Print the entries below line for line, without any changes, and leave out the pictures.
++++
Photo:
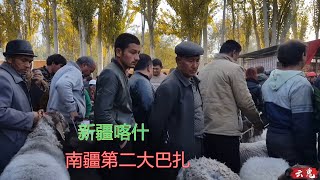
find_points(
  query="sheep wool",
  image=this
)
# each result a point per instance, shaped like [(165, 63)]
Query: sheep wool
++++
** COMPLETE RESPONSE **
Photo:
find_points(
  query="sheep wool",
  image=this
)
# each result a point per instance, shaped like [(165, 63)]
Query: sheep wool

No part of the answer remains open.